What is expected: Give back all the records exactly, keeping every line whole.

(Beginning of Input data)

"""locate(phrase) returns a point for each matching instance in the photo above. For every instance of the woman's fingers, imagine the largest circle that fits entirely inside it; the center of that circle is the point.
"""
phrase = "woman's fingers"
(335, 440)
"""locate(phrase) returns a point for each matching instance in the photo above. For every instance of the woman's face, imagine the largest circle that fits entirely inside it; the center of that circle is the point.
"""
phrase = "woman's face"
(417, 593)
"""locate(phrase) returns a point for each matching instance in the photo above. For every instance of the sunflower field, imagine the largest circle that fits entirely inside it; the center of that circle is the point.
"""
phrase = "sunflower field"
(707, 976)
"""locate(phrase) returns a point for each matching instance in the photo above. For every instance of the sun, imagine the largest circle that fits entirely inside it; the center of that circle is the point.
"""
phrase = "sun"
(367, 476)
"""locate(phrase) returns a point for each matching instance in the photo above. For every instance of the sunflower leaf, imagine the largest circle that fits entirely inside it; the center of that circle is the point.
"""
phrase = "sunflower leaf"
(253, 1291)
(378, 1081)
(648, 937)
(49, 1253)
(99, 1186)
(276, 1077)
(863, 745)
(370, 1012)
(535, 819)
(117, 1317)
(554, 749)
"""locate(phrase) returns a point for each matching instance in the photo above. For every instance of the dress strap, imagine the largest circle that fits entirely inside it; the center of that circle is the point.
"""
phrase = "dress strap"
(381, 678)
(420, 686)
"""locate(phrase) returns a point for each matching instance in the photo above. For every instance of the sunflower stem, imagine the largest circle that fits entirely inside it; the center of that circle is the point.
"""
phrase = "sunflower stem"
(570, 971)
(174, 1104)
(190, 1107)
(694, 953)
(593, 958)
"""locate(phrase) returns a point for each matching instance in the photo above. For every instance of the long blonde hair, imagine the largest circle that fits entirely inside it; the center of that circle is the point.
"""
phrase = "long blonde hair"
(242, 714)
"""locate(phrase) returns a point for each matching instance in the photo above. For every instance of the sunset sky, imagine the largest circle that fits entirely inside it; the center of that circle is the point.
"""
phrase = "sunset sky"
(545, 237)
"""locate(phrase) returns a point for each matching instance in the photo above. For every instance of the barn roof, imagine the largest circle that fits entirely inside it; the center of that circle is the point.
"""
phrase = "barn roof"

(End of Input data)

Solution to this task:
"""locate(phrase) returns a point for each matching instance in the photo above. For every instance of the woman's fingers, imagine the largest circle that fits entirely inside it; the center of that circle is the point.
"""
phrase = "woman's fingers"
(335, 440)
"""locate(phrase) returns a point for each matching instance in the photo above. For every instance of the woman's face, imagine the largest circle that fits entirely inside it; the center of that circle is the point.
"""
phrase = "woman's face"
(417, 593)
"""locate(phrase) returns a point for each matching instance in the photo above. For every instance of the sunflower field, imagine the largest circle that fits entirely inside it; the center of that circle is the point.
"""
phrase = "sunflower field"
(707, 976)
"""locate(phrase) returns a point for each matching instance in the photo above. For every instance of the sun, imagine the largest circle that fits entirely inside it; the center of that circle is the point.
"""
phrase = "sun"
(367, 476)
"""locate(phrase) returns a point for each matching instance in the photo above. For every instance of the sunflower leaf, imagine the largest circle that fits entirely inside it; the center of that circle is the point.
"""
phrase = "sunflower leaf"
(253, 1291)
(378, 1081)
(648, 937)
(49, 1253)
(99, 1186)
(276, 1077)
(863, 745)
(370, 1012)
(535, 819)
(117, 1317)
(554, 749)
"""locate(phrase) returns a point for each matching instance in the photo above. For every instance of the dress strap, imagine the largest circle that fits entirely inside it; the center of that circle is the point.
"""
phrase = "dress strap"
(381, 678)
(420, 686)
"""locate(phrase) returns a point for each matching instance in the photo above. For every instance of the sunflower stem, imagine the largest circle that fits entirely inside it; the center of that circle is the point.
"""
phrase = "sunflower stem"
(570, 971)
(174, 1104)
(190, 1107)
(694, 953)
(593, 958)
"""locate(phrase) returns a point for each matching instance in the photo above. For every instance of the long blonde hair, imagine the largest circle that fits entirely inside it; the center of that circle is the point.
"""
phrase = "long blonde hair"
(242, 714)
"""locate(phrase) returns a point for each matching instance in the photo above. For every instance of the sunset sky, imagine the largest circle that fits entirely inside it; the center of that circle is the point.
"""
phrase = "sunset sky"
(545, 237)
"""locate(phrase) returns a point for each matching instance in the photo above. For every instance of the barn roof, imagine the largest circle that fits entirely inside it; the center of that circle is the point.
"""
phrase = "barn roof"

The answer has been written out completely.